Stored data entries:
------------------------------------

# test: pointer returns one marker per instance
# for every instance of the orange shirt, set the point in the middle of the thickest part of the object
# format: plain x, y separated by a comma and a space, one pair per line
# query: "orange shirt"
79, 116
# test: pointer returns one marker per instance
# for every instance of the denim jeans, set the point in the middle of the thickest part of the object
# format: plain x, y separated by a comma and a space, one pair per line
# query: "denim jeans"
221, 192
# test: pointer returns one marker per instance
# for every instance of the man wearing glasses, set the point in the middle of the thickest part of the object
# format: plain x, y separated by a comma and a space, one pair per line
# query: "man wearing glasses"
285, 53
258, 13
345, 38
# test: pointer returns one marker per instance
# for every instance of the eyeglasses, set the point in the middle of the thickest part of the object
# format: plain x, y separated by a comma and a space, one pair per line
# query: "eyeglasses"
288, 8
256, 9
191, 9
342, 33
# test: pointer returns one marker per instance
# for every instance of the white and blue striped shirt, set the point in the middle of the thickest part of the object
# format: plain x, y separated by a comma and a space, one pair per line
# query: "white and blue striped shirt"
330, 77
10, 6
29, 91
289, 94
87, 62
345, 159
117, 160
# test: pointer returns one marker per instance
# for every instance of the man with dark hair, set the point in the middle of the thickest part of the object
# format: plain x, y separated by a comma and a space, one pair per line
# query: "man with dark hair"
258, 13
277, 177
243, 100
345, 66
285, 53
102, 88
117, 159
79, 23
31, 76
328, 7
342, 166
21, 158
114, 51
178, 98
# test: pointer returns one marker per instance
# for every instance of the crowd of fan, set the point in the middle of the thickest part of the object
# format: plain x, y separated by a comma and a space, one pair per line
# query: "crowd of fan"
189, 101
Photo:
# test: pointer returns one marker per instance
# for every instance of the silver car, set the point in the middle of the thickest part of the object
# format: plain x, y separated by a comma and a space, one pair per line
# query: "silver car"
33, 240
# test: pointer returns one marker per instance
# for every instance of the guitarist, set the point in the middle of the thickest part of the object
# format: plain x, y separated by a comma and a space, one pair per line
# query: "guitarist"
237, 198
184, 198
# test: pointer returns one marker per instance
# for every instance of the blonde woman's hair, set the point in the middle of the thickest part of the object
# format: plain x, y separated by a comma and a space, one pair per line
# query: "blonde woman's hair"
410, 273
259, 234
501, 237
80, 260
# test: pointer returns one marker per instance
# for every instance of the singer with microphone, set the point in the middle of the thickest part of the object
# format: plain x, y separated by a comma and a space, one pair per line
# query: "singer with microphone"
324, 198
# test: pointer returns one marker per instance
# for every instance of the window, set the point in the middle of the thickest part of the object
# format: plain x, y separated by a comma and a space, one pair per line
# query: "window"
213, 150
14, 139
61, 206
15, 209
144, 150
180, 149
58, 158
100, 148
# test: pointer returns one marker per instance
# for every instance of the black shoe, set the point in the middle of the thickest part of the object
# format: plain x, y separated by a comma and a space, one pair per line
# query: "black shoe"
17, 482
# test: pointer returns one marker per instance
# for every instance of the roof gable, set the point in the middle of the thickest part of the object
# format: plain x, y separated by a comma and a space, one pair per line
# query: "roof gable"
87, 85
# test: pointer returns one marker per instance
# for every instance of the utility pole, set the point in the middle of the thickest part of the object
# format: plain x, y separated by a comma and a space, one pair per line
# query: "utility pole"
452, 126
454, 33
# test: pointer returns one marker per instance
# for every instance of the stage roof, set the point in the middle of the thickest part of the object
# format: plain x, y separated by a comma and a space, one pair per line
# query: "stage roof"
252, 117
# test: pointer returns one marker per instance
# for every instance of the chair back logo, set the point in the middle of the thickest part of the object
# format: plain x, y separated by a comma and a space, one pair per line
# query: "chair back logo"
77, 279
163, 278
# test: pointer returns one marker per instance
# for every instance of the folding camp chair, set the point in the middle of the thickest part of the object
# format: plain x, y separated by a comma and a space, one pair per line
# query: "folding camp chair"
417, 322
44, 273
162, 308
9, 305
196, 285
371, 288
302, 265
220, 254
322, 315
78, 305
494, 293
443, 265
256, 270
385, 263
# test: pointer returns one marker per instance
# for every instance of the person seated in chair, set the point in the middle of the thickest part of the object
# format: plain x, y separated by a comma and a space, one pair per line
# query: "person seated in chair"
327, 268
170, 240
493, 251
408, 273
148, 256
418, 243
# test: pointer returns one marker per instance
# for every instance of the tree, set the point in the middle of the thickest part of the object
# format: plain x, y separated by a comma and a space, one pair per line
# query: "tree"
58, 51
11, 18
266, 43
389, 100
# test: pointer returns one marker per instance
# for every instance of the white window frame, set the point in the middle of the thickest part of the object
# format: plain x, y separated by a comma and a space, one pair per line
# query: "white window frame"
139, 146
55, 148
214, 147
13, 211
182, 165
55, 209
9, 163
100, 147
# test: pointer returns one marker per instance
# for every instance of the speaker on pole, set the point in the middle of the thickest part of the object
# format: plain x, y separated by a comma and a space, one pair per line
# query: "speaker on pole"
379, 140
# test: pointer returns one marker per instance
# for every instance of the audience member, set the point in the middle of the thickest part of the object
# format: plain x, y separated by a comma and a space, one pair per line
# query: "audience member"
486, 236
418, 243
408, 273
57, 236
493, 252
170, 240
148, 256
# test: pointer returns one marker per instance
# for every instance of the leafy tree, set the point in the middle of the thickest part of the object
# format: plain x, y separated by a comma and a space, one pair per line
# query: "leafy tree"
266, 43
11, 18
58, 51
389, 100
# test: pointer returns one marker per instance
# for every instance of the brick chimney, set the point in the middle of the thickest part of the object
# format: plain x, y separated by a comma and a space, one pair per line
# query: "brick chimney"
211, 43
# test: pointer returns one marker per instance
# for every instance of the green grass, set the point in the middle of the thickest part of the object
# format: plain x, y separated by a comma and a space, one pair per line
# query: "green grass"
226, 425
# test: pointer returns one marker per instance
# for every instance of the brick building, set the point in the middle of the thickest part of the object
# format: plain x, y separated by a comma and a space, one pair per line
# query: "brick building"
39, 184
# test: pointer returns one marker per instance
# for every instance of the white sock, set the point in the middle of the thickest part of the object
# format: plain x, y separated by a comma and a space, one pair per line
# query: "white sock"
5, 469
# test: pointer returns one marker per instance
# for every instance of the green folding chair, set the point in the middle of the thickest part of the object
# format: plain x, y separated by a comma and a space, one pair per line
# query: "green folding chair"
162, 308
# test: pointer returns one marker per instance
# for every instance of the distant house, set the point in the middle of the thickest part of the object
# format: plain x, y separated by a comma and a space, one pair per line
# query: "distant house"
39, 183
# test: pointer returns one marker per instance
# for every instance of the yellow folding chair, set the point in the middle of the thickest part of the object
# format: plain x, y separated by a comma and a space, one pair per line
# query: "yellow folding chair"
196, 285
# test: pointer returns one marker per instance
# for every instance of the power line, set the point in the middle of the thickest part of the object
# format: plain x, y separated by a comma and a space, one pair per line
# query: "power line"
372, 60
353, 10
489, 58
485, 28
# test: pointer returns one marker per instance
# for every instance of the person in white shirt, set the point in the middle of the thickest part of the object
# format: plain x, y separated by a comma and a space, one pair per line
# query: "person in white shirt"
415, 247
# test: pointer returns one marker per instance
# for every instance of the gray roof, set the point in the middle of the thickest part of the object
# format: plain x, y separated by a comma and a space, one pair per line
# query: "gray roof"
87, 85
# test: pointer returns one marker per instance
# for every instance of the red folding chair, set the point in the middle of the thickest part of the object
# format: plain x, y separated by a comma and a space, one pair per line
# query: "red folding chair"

------------------------------------

What you should do> All records are to be printed again, exactly and completely.

Result of the task>
# test: pointer returns one marker per instance
# for every instance of the orange shirt, set the point in the middle of the thickest part of the object
# format: plain x, y separated by a comma and a space, one pair per line
# query: "orange shirt"
79, 116
# test: pointer returns one marker per instance
# for every instance of the denim jeans, set the point in the middle of the thickest part of the object
# format: plain x, y separated by a comma and a space, one pair per line
# query: "denim jeans"
221, 192
# test: pointer returns one marker per instance
# for every instance of the man wearing glasses, set the point in the middle of the thickest part of the object
# format: plain x, y separated by a comma and a space, one pair per line
# query: "man wearing glasses"
285, 53
258, 13
345, 38
# test: pointer returns one marker per instance
# for every instance of the eyeglasses, set the point in the middle of the thickest part of the object
# format: plain x, y separated by a comma and a space, one pair per line
# query: "eyeglasses"
288, 8
256, 9
191, 9
342, 33
# test: pointer returns one marker per instance
# for every instance of the white and blue striped shirt, set the point in the middle of the thickest part of the object
# format: plain x, y separated by a comma and a space, one pair per line
# query: "white and blue striped shirt"
330, 77
10, 6
29, 91
289, 94
87, 62
345, 159
117, 160
# test: pointer returns one marker per instance
# for every instance of the man with dark hair, set the point in the middle of the thickest part of the object
# format: plain x, y separated by a comma and a space, one pair per line
# query: "man with dark hair"
258, 13
277, 177
243, 100
345, 66
285, 53
102, 88
117, 159
79, 23
31, 76
328, 7
342, 166
21, 158
114, 51
178, 98
# test: pointer returns one marker per instance
# for every instance of the crowd of fan, set the point in the middle of the thickest part of the object
# format: plain x, y separated by a comma and a space, one pair per line
# query: "crowd of fan"
189, 101
Photo:
# test: pointer returns one marker per instance
# for every instance of the silver car, set the point in the middle of the thickest part of the object
# format: plain x, y separated by a comma and a space, one pair per line
# query: "silver car"
33, 240
# test: pointer returns one marker per instance
# for every instance of the guitarist, set the point in the middle of the thickest part of the object
# format: plain x, y separated by a comma and a space, one pair per line
# query: "guitarist"
237, 198
184, 198
# test: pointer returns one marker per instance
# for every instance of the blonde woman's hair, set the point in the middle of the thickest part of the object
# format: plain x, y separated by a comma and a space, one pair per line
# query: "blonde woman's hair"
410, 273
259, 234
501, 237
80, 260
# test: pointer returns one marker per instance
# for every instance of the singer with microphone, set the point in the middle of the thickest part of the object
# format: plain x, y separated by a comma and a space, one pair per line
# query: "singer with microphone"
324, 198
# test: pointer returns one marker per instance
# for every instance of the window, set the point in the middle of the thickest part of the object
# format: plain x, y separated by a comma and a space, one pair per line
# query: "window"
213, 150
14, 139
61, 206
15, 209
144, 150
180, 149
58, 158
100, 148
# test: pointer returns one marker per instance
# for every instance of the black shoe, set the point in the middle of the thickest part of the object
# format: plain x, y separated by a comma and a space, one pair per line
# query: "black shoe"
17, 482
# test: pointer returns one marker per instance
# for every instance of the roof gable, set the point in the middle of the thickest part of the object
# format: plain x, y separated by a comma and a space, one pair per line
# query: "roof gable"
87, 85
# test: pointer returns one marker per instance
# for every instance of the utility pole, set the point in the middle of the thickest part of the object
# format: plain x, y separated by a comma and a space, one pair per line
# query: "utility pole"
452, 126
454, 33
# test: pointer returns one marker per instance
# for every instance of the stage roof, set the point in the middle of the thickest part of the object
# format: plain x, y separated by a comma and a space, one pair per line
# query: "stage roof"
252, 117
# test: pointer returns one marker per instance
# for every instance of the chair back logo, set the point in the middle of the thickest part of the object
# format: plain x, y separated by a comma and a space, one pair per line
# query: "chair back logo"
77, 279
163, 278
# test: pointer returns one marker per instance
# for every instance of the folding camp chair, set the point in the middle of the thickest part of the object
# format: plain x, y separated by a comma and a space, one pair per line
# query: "folding camp chair"
417, 322
44, 273
162, 308
9, 305
196, 285
371, 288
302, 265
220, 254
322, 315
78, 305
494, 293
443, 265
256, 270
385, 263
# test: pointer returns one marker per instance
# for every instance of the person seated in chair, set the point in the middle of the thickest part of the object
# format: plain x, y separated by a comma and a space, one pair per line
# query: "person seated in chair"
327, 268
170, 240
493, 251
408, 273
148, 256
418, 243
# test: pointer returns one marker per instance
# for every instance of the tree, set the point in the middle of the thickest part of the object
# format: plain x, y separated by a comma and a space, one pair per line
# query: "tree"
58, 51
11, 18
266, 43
389, 100
# test: pointer returns one marker per instance
# for every instance of the white window frame, set the point in the middle of the thickest part of the object
# format: plain x, y separated by a comma and a space, one pair per line
# query: "white window frame"
139, 146
55, 148
214, 147
13, 211
182, 165
55, 209
9, 163
100, 147
# test: pointer returns one marker per instance
# for every instance of the speaker on pole, set the point in the middle of the thickest part of the object
# format: plain x, y separated by a comma and a space, one pair per line
# query: "speaker on pole"
379, 140
# test: pointer returns one marker per instance
# for every instance of the audience member, set the point in the middle of the thickest part of the object
# format: plain x, y separated by a comma and a space, one pair per line
# query: "audience member"
486, 236
418, 243
408, 273
57, 236
493, 252
170, 240
148, 256
# test: pointer returns one marker per instance
# for every instance of the leafy tree, set the point in the middle of the thickest part of the object
# format: plain x, y separated by a comma and a space, one pair per line
# query: "leafy tree"
266, 43
11, 18
58, 51
389, 100
# test: pointer returns one marker per instance
# for every instance of the brick chimney, set the point in the middle of the thickest part of the object
# format: plain x, y separated by a comma and a space, one pair per line
# query: "brick chimney"
211, 43
# test: pointer returns one marker per instance
# for every instance of the green grass, set the point in the middle of the thickest part of the object
# format: plain x, y separated by a comma and a space, one pair per line
# query: "green grass"
226, 425
# test: pointer returns one marker per instance
# for every instance of the brick building, set the point in the middle of the thickest part of the object
# format: plain x, y separated by a comma and a space, one pair per line
# query: "brick building"
39, 184
# test: pointer returns one marker per instance
# for every instance of the white sock, set the point in the middle of the thickest part of the object
# format: plain x, y separated by a comma and a space, one pair per line
# query: "white sock"
5, 469
# test: pointer returns one marker per instance
# for every instance of the green folding chair, set the point in the middle of the thickest part of the object
# format: plain x, y separated by a comma and a space, one pair per line
# query: "green folding chair"
162, 308
# test: pointer returns one marker per instance
# for every instance of the distant house, set the point in the middle of the thickest part of the object
# format: plain x, y separated by a comma and a space, one pair per line
# query: "distant house"
39, 183
# test: pointer returns one marker per instance
# for every instance of the yellow folding chair, set the point in the middle of the thickest part of the object
# format: plain x, y separated by a comma and a space, one pair per line
# query: "yellow folding chair"
196, 285
# test: pointer returns one marker per instance
# for every instance of the power line, set the point in the middle of the thickest part of the object
# format: plain x, y separated by a comma and a space, one pair per line
# query: "power line"
372, 60
353, 10
489, 58
485, 28
# test: pointer returns one marker per instance
# for every instance of the person in white shirt, set the point in the middle of the thickest part of the object
# format: plain x, y separated by a comma and a space, one pair per line
# query: "person in white shirt"
415, 247
# test: pointer returns one marker per instance
# for every instance of the gray roof, set the point in the middle of the thickest part of the object
# format: plain x, y separated by a comma and a space, one pair per line
# query: "gray roof"
87, 85
# test: pointer returns one marker per instance
# for every instance of the red folding chair, set the point in the middle of the thickest part of the object
# format: plain x, y separated by a comma and a space, one pair per line
# query: "red folding chair"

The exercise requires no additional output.